>>>>>
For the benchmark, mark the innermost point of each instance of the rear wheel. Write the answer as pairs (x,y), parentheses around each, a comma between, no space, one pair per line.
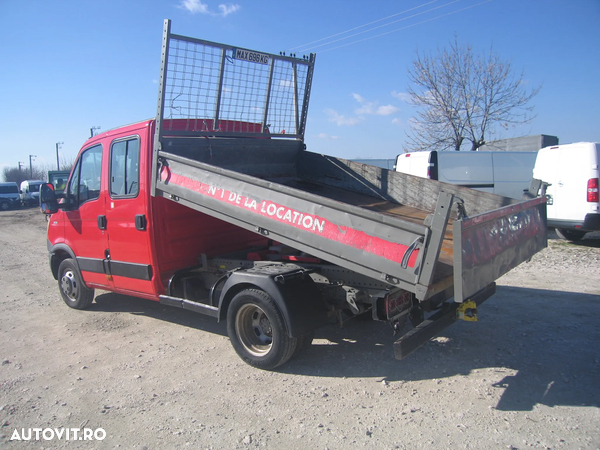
(257,330)
(570,235)
(74,292)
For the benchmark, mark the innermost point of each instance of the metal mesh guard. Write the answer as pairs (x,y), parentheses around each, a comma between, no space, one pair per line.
(210,87)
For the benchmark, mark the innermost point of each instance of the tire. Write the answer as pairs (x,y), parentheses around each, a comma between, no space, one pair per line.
(570,235)
(72,289)
(257,330)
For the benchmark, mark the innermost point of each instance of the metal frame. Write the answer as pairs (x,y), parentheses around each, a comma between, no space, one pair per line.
(299,103)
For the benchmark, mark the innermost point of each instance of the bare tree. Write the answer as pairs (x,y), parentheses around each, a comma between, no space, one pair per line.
(40,172)
(464,97)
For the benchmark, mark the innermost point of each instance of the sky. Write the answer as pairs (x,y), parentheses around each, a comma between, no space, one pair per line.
(67,66)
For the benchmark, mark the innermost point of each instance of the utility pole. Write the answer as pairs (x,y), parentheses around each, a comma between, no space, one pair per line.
(58,145)
(31,165)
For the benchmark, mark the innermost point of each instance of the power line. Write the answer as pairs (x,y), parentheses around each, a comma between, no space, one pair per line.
(398,29)
(408,26)
(362,26)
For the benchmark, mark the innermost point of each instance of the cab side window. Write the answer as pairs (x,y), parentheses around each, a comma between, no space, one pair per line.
(84,184)
(124,168)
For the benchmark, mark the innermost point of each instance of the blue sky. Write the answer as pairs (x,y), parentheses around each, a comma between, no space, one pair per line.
(70,65)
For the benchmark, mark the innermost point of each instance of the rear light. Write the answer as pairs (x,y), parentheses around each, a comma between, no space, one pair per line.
(593,190)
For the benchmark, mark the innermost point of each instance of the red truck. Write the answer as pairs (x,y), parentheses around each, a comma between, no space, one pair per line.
(216,206)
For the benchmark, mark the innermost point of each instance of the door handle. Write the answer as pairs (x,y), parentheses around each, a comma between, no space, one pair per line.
(140,222)
(102,222)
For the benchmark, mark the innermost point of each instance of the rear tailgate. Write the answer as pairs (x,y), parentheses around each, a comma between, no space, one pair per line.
(488,245)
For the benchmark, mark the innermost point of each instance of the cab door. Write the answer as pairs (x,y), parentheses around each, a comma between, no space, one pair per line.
(126,216)
(84,228)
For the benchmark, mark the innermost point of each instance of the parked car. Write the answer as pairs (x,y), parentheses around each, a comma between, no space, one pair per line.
(30,192)
(501,173)
(9,196)
(573,201)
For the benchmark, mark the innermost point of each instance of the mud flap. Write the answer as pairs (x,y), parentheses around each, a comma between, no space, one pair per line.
(446,316)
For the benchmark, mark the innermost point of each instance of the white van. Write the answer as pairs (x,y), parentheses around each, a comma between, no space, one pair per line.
(572,171)
(30,192)
(502,173)
(9,196)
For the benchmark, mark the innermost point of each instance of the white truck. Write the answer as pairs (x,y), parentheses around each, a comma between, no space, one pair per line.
(501,173)
(572,174)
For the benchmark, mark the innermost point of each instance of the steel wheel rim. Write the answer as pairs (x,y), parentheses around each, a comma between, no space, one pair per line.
(68,284)
(254,330)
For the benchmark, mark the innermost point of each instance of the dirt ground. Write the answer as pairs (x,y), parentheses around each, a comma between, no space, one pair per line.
(526,375)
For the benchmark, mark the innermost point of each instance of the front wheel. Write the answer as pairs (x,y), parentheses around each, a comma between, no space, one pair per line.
(72,289)
(257,330)
(570,235)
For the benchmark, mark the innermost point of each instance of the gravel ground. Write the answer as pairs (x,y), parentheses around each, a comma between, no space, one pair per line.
(526,375)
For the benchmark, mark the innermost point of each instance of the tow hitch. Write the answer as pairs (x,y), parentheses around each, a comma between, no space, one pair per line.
(448,313)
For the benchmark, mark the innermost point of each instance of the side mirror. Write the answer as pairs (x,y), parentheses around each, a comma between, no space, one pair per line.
(48,200)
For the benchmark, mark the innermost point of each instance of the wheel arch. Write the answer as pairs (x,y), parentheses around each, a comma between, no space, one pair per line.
(57,254)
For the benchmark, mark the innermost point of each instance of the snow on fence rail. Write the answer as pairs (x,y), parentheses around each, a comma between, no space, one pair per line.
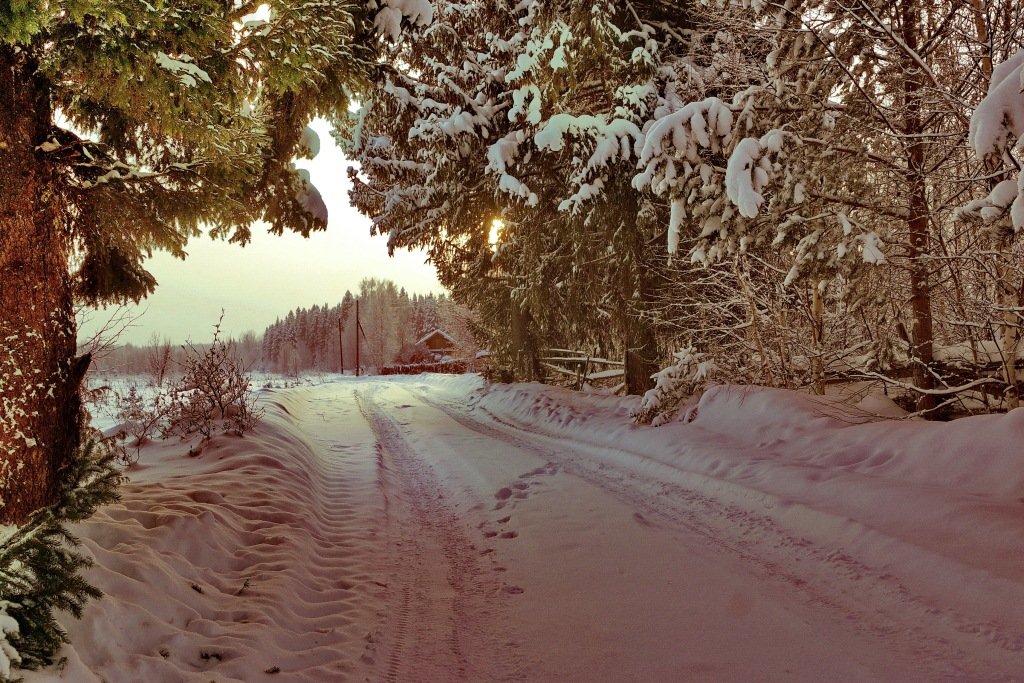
(444,367)
(578,366)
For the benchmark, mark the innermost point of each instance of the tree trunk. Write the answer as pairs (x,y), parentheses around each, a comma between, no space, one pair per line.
(40,410)
(918,224)
(641,350)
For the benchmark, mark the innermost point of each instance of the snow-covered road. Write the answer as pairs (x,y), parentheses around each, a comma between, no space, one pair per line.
(524,557)
(403,529)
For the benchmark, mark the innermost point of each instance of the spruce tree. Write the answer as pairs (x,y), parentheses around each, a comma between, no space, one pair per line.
(127,127)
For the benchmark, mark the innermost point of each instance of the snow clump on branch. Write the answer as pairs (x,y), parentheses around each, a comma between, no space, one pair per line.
(997,131)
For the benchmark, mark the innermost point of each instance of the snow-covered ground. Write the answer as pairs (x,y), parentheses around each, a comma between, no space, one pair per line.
(433,528)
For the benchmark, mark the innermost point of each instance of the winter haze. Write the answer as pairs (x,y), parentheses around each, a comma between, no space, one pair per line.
(272,274)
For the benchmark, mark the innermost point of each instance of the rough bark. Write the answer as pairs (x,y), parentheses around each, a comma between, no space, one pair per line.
(39,377)
(641,349)
(918,223)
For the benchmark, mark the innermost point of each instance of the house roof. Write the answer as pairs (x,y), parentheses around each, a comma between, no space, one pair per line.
(439,333)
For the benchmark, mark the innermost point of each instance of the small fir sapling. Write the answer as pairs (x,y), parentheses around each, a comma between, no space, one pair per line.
(683,379)
(40,568)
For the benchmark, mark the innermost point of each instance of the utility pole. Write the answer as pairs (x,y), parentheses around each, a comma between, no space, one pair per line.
(341,352)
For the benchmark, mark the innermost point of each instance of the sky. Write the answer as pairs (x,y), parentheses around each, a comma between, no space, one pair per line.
(272,274)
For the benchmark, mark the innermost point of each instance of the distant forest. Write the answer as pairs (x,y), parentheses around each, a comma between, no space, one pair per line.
(307,339)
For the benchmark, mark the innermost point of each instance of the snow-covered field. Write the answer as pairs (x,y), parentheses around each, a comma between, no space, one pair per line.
(434,528)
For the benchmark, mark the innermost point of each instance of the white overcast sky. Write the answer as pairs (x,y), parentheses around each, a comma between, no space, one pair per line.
(271,275)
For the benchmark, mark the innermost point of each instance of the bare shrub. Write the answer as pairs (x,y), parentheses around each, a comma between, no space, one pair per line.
(140,420)
(213,394)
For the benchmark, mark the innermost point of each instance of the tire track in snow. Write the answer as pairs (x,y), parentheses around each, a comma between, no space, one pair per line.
(822,577)
(442,614)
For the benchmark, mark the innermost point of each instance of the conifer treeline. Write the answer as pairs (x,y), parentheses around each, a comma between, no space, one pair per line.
(306,339)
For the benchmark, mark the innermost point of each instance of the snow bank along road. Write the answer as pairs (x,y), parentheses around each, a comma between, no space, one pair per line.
(430,529)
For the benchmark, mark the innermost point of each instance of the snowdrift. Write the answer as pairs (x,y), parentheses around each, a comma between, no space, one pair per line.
(939,504)
(233,566)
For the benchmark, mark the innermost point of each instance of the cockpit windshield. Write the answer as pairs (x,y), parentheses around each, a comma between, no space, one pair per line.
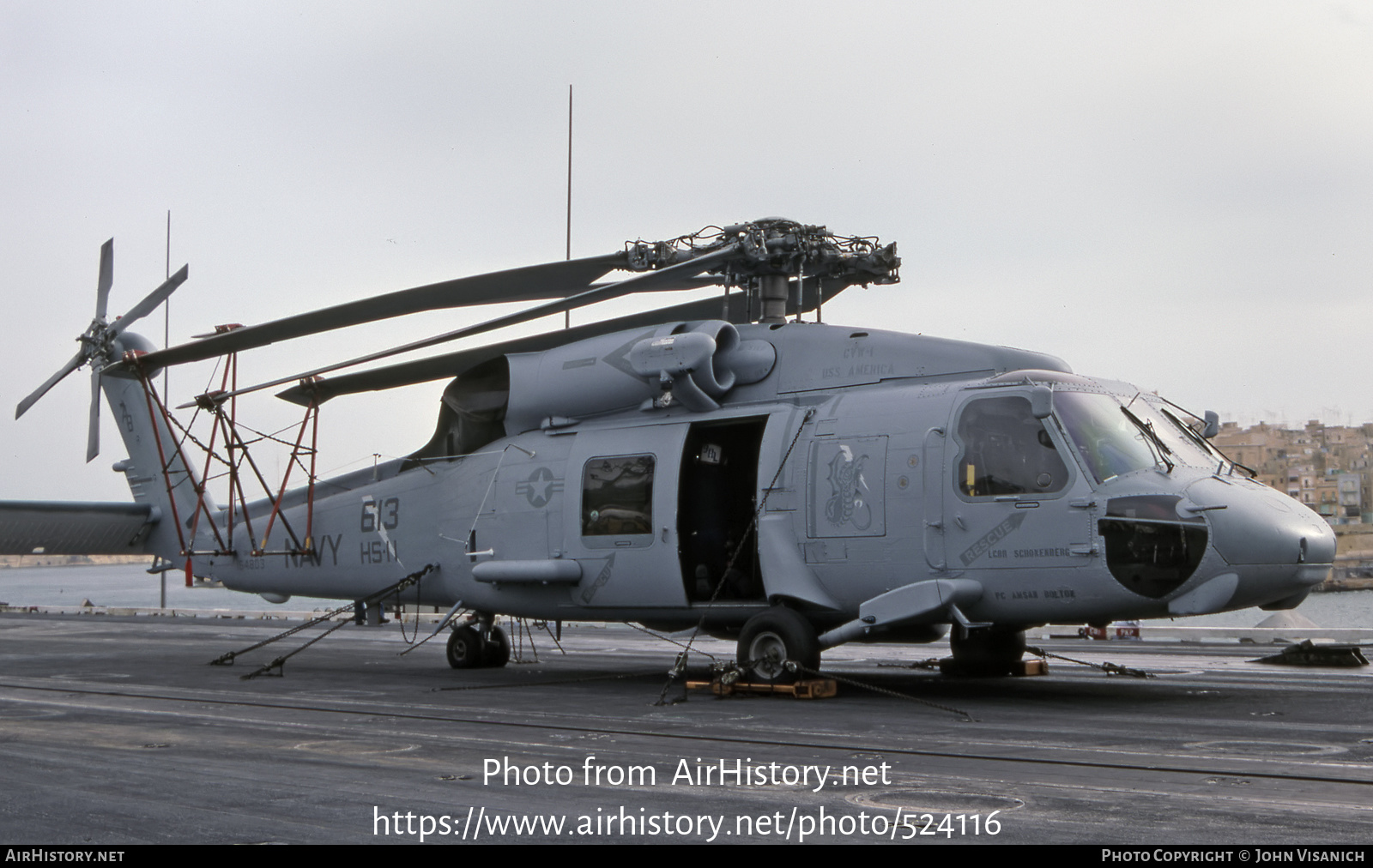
(1116,440)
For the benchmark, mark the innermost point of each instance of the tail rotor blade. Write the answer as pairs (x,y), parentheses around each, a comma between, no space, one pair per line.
(150,303)
(94,427)
(52,381)
(102,290)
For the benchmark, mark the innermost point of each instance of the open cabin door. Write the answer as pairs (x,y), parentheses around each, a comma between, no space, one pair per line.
(716,511)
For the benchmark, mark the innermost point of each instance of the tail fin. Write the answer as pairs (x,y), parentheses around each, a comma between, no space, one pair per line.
(158,470)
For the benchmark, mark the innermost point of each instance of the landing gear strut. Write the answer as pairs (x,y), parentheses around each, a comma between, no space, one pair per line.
(469,650)
(771,639)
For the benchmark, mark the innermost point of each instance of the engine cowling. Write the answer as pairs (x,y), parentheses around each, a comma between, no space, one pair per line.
(693,365)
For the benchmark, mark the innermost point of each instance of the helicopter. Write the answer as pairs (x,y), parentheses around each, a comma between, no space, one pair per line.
(721,463)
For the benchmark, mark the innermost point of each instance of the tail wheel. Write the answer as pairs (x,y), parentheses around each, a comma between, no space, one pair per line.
(985,653)
(771,639)
(496,651)
(464,648)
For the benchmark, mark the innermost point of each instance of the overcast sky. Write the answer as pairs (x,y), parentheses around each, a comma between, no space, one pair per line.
(1173,194)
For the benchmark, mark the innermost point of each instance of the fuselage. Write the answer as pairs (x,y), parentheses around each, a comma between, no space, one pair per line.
(853,465)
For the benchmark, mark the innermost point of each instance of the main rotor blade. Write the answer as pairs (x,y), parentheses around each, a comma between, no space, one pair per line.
(52,381)
(547,280)
(106,280)
(150,301)
(94,416)
(644,282)
(734,310)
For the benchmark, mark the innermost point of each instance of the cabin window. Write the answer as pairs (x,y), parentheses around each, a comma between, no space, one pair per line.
(1007,451)
(618,496)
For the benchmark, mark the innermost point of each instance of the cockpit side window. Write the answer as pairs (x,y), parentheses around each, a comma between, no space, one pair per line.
(618,496)
(1006,451)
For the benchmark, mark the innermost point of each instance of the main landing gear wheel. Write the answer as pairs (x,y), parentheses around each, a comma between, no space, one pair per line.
(496,651)
(995,651)
(464,648)
(771,639)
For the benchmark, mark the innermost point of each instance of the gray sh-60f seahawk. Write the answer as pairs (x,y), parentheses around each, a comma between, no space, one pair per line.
(796,484)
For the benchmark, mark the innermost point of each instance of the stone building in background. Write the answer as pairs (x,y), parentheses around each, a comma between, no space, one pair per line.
(1325,467)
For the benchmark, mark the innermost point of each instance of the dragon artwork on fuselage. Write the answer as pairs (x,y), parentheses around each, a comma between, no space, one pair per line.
(720,463)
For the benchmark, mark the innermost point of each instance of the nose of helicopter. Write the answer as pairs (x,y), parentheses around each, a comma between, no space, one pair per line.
(1280,547)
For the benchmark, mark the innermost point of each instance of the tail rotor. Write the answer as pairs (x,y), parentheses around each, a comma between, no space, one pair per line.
(98,342)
<<<<<
**GOAL:** Starting with the line that contains "of the dragon", repeat each line through the last one exactly as it appears. Include both ends and nothing more.

**RESPONSE FOR THIS EXERCISE:**
For the benchmark, mark the innermost point of each instance of the dragon artwork on fuselage. Write the answer as pairs (x,y), parentheses around each, a comma between, no space, one pair per line.
(720,463)
For the benchmark, mark the innermost point of each instance of the nose of helicopter. Write the answer as pairs (x,y), parentheses around each, a comma between, no space, one pair per line.
(1280,547)
For the benchmark, mark the innermost point of each instance of the tail rotor. Write the answer as pairs (x,y), parentheses around each, a comma between, no space, one pair per line.
(98,342)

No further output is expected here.